%%

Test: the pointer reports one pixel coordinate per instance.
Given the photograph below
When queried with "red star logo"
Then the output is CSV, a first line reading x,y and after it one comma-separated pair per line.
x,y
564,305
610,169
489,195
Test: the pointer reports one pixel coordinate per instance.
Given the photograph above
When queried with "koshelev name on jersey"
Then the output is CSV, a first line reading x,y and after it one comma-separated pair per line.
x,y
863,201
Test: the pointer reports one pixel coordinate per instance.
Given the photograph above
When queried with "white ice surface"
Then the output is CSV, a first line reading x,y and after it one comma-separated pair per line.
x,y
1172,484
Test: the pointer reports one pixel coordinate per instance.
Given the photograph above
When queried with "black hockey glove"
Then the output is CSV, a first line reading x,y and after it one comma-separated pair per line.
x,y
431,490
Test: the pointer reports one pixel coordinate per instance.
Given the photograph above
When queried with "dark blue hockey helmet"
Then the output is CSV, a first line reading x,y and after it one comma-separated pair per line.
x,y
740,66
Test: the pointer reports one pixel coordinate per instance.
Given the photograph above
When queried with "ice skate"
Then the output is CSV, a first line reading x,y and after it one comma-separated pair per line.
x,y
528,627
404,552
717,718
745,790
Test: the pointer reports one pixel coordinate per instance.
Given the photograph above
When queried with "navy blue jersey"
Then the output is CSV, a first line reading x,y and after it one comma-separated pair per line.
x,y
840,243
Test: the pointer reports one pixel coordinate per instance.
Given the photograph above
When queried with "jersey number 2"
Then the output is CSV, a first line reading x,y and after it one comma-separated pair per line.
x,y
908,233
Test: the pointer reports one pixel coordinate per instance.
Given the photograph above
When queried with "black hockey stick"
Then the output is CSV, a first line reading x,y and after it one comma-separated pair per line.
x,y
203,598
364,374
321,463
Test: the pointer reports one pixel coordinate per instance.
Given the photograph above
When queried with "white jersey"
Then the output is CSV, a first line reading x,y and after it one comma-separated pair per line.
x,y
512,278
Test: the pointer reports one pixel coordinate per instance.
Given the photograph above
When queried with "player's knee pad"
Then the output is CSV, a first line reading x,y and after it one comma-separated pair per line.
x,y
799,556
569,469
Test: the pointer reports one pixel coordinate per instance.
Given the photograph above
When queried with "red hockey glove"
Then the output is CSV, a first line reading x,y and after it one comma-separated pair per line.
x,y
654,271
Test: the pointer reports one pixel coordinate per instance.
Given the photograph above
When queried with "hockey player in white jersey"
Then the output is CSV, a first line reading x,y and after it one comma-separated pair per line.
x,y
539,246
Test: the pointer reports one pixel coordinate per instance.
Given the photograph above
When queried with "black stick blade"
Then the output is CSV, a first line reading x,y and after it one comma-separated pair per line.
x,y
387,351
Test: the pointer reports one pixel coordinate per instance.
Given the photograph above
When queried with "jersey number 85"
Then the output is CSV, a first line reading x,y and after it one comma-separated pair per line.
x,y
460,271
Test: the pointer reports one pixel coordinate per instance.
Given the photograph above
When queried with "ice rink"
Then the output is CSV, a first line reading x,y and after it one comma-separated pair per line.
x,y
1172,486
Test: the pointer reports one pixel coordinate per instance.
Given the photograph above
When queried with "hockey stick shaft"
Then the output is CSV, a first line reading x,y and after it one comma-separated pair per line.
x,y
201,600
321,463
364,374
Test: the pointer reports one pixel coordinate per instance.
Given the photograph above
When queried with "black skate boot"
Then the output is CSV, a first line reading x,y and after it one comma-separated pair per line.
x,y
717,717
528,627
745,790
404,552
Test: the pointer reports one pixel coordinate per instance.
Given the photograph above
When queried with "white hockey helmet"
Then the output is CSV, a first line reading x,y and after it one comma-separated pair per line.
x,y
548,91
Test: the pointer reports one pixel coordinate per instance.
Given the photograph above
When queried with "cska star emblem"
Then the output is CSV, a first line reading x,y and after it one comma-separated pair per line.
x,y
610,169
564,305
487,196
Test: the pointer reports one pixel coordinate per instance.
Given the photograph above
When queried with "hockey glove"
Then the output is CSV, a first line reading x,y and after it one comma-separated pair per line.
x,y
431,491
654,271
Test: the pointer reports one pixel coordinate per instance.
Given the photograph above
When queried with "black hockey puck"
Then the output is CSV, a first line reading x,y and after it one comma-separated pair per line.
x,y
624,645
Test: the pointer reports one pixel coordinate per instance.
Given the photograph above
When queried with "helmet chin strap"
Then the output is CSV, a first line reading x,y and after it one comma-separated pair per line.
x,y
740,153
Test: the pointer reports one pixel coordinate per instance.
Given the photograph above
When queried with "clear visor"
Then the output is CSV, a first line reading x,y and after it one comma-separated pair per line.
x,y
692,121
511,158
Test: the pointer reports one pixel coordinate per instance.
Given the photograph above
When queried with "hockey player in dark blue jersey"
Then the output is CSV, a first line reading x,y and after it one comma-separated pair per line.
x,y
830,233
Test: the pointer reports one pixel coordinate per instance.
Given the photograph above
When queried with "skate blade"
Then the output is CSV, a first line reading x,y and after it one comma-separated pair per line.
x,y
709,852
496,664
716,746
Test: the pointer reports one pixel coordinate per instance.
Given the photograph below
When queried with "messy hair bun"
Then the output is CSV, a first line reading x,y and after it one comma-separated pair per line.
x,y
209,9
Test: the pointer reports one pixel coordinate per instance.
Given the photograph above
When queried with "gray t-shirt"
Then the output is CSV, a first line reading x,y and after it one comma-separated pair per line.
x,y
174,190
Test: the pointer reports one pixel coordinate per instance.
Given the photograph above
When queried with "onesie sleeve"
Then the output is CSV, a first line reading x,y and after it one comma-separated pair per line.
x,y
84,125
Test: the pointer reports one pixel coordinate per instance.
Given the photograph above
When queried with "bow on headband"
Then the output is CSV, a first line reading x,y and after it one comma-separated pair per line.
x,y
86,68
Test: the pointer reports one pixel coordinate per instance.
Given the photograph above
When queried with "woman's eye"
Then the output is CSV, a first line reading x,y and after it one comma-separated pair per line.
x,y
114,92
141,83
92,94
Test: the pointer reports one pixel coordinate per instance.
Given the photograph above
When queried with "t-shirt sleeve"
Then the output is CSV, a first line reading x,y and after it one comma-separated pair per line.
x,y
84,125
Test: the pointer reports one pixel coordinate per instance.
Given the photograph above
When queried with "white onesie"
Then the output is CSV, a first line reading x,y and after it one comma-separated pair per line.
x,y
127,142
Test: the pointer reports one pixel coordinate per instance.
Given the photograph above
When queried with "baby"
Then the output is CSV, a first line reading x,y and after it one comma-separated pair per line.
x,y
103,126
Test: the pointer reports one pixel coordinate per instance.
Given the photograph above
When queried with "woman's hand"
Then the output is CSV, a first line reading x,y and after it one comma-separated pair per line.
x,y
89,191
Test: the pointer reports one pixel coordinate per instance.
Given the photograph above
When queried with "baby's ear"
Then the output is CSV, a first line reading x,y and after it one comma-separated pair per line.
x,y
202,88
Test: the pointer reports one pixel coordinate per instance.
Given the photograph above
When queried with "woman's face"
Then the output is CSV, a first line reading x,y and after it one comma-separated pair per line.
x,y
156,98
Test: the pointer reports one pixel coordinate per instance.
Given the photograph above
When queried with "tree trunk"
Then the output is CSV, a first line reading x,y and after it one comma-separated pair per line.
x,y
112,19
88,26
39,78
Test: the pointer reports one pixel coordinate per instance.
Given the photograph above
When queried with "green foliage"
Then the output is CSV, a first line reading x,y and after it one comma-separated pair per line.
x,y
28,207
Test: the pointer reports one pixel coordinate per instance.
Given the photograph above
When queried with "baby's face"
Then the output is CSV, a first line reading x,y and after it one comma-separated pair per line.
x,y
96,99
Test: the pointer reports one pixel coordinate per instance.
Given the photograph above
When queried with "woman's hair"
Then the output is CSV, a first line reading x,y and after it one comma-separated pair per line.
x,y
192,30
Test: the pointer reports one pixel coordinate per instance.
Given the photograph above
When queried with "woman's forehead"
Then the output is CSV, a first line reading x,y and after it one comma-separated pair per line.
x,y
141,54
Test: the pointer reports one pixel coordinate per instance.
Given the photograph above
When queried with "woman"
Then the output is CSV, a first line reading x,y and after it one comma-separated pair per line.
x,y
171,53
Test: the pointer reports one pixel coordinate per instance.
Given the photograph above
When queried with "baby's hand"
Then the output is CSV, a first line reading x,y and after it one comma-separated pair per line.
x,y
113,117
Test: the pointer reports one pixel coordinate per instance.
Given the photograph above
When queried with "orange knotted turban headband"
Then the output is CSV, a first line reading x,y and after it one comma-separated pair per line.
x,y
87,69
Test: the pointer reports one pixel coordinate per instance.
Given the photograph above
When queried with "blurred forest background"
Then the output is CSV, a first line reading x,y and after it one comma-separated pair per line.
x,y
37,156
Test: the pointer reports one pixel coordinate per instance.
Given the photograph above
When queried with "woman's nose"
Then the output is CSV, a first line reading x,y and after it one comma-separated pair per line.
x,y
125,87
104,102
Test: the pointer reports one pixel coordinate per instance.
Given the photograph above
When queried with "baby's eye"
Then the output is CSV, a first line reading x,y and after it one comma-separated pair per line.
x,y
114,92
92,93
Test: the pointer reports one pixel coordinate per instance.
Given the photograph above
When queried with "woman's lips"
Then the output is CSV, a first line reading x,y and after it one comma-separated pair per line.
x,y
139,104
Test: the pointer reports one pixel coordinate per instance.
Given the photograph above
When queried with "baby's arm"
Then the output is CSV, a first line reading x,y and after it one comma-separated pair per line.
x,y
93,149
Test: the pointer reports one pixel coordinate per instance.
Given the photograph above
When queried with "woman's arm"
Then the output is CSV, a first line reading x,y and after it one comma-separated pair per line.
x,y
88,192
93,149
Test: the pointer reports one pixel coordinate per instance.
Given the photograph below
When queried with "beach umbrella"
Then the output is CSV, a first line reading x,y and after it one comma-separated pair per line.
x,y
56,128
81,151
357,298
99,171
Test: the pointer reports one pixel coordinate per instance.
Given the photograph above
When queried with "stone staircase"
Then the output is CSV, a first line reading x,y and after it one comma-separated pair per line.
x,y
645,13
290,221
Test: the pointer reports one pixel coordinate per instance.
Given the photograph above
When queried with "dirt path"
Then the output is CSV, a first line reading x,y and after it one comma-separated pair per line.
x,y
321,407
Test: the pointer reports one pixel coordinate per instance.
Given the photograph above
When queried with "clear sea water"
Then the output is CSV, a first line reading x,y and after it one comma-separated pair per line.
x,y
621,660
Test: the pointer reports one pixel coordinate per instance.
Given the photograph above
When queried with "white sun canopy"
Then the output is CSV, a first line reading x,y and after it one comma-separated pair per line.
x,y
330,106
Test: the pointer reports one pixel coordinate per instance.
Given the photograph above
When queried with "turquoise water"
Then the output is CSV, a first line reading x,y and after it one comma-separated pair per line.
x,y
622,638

%%

→ **YOUR TASK**: Copy out the lines above that hold the string "white".

→ **SOLUTION TO THIS TASK**:
When queried with "white ice surface"
When queried with "white jersey"
When queried with "hockey player in white jersey"
When queried with "white hockey helmet"
When queried with "white onesie"
When queried with "white sun canopy"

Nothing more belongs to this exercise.